=== Artigo ===

22/05/2025

Madeleine Pereira: "Não sabia nada de Portugal"

 


Chama-se Madeleine Pereira, é luso-descendente e uma das convidadas do Maia BD, que decorre no Fórum da Maia a partir de amanhã e até domingo.
Passou por Portugal há algumas semanas para participar no festival "A Arte de ser Migrante" e para promover o seu livro Borboleta (ASA).
Já a seguir encontram a versão integral da entrevista que serviu de base ao texto publicado no Jornal de Notícias a 27 de Abril último e também disponível online.


As Leituras do Pedro - Como é que nasceu este projeto?

Madeleine Pereira - Foi em 2019, candidatei-me para uma residência em Epinal, no Nordeste da França, e tinha que fazer um projeto de banda desenhada. Fiz três propostas e essa sobre Portugal foi aceite.

Mas, no início, também queria saber mais sobre a minha família, porque o meu pai foi para França em 1973, tinha 13 anos. Então, era um bom projeto para aprofundar essas questões e para fazer uma história sobre Portugal, porque na França, por exemplo, as pessoas não conhecem a história da ditadura em Portugal. Eu também não sabia nada. Sabia que tinha havido uma ditadura, mas não sabia qual e o que aconteceu.

Por isso, fiz o projeto para sensibilizar também os franceses sobre essas questões e, de um modo egoísta, para saber mais sobre a minha família.


As Leituras do Pedro - A escolha de uma banda desenhada foi sua?

=== Material extraído ===

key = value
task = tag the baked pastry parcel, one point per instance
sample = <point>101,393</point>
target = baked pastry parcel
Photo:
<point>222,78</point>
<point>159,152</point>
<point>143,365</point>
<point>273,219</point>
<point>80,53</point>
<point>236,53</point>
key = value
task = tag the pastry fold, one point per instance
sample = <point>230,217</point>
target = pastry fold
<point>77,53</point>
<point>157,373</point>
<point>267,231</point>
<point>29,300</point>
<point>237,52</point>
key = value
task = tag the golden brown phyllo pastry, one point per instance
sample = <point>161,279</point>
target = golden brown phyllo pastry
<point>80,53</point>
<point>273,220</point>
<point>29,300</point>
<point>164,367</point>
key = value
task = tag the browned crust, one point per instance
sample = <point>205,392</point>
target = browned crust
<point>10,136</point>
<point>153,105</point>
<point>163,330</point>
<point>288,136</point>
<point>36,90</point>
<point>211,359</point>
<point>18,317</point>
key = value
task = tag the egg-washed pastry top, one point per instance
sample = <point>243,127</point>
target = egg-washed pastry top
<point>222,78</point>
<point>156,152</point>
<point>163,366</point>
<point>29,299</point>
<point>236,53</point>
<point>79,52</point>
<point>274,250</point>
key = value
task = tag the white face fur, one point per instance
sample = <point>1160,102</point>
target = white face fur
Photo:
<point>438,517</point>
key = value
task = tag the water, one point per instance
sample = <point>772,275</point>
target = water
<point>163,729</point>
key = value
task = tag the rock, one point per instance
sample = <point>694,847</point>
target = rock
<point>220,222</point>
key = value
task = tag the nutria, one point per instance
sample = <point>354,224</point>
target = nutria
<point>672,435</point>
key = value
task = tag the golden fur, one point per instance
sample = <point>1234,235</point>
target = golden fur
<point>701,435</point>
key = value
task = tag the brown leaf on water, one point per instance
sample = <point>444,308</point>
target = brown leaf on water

===

**Lista de tarefas:**
A) Transcreva o trecho da entrevista com Madeleine Pereira que começa em "Madeleine Pereira - Foi" e termina em "desenhada foi sua?".
B) Traduza para o inglês esta frase da entrevista com Madeleine Pereira: "Fiz três propostas e essa sobre Portugal foi aceite."
C) Dê continuidade à entrevista com Madeleine Pereira a partir da última frase apresentada.

**Resultados por tarefa:**
A)
Madeleine Pereira - Foi em 2019, candidatei-me para uma residência em Epinal, no Nordeste da França, e tinha que fazer um projeto de banda desenhada. Fiz três propostas e essa sobre Portugal foi aceite.

Mas, no início, também queria saber mais sobre a minha família, porque o meu pai foi para França em 1973, tinha 13 anos. Então, era um bom projeto para aprofundar essas questões e para fazer uma história sobre Portugal, porque na França, por exemplo, as pessoas não conhecem a história da ditadura em Portugal. Eu também não sabia nada. Sabia que tinha havido uma ditadura, mas não sabia qual e o que aconteceu.

Por isso, fiz o projeto para sensibilizar também os franceses sobre essas questões e, de um modo egoísta, para saber mais sobre a minha família.


As Leituras do Pedro - A escolha de uma banda desenhada foi sua?

B) I made three proposals, and the one about Portugal was accepted.

C)
Madeleine Pereira - Sim, sim, eu faço banda desenhada desde criança. Contar histórias do que me acontecia em banda desenhada, para mim era mais fácil.


As Leituras do Pedro - Foi fácil encontrar a sua imagem para se mostrar no livro? Desenhares-se a si própria?

Madeleine Pereira - Sim, porque há alguns anos que gosto de fazer banda desenhada sobre anedotas que me acontecem. Sou muito fácil a desenhar, porque eu tenho um grande nariz, sobrancelhas com pequeno espaço entre elas e o cabelo. Sou fácil de desenhar.

A minha personagem sou realmente eu. Tenho amigos que, quando leram o livro disseram: "Ah, eu ouço a tua voz na banda desenhada". Para mim é normal, também acontece quando leio as bandas desenhadas dos meus amigos.


As Leituras do Pedro - Entrevistou várias pessoas para contar a história delas. Quanto do que está no livro é verdadeiro e quanto é que foi ficcionado para a narrativa funcionar bem?

Madeleine Pereira - No início, eu queria fazer exatamente como as pessoas me contaram as suas histórias. Mas, por exemplo, o Nuno é a terceira personagem da história. No fim, quando ele passa a fronteira com a mãe e as irmãs, ele bebe água das vacas.


As Leituras do Pedro - Sim, sim. A água que as vacas que pisavam, sim.

Madeleine Pereira - Isso, por exemplo é é outras histórias que outras pessoas me contaram.

Também há uma história sobre uma mulher que foi presa, é ficção. Acrescentei porque queria que cada personagem contasse um ponto da ditadura. Com essa personagem, queria que falasse mais da PIDE e das torturas. Fui ao Museu do Aljube para recolher informações e depois fiz a mistura. Mas, enfim, as pessoas que estão na banda desenhada são quase o que me contaram. Não misturei tanto assim, só detalhes. A minha tia, por exemplo, é 100% verdadeira.


As Leituras do Pedro - Ao fazer as entrevistas, ao procurar informação no Museu do Aljube, o que é que a impressionou mais? Era um Portugal que desconhecia completamente, ou quase completamente. O que é que a marcou mais?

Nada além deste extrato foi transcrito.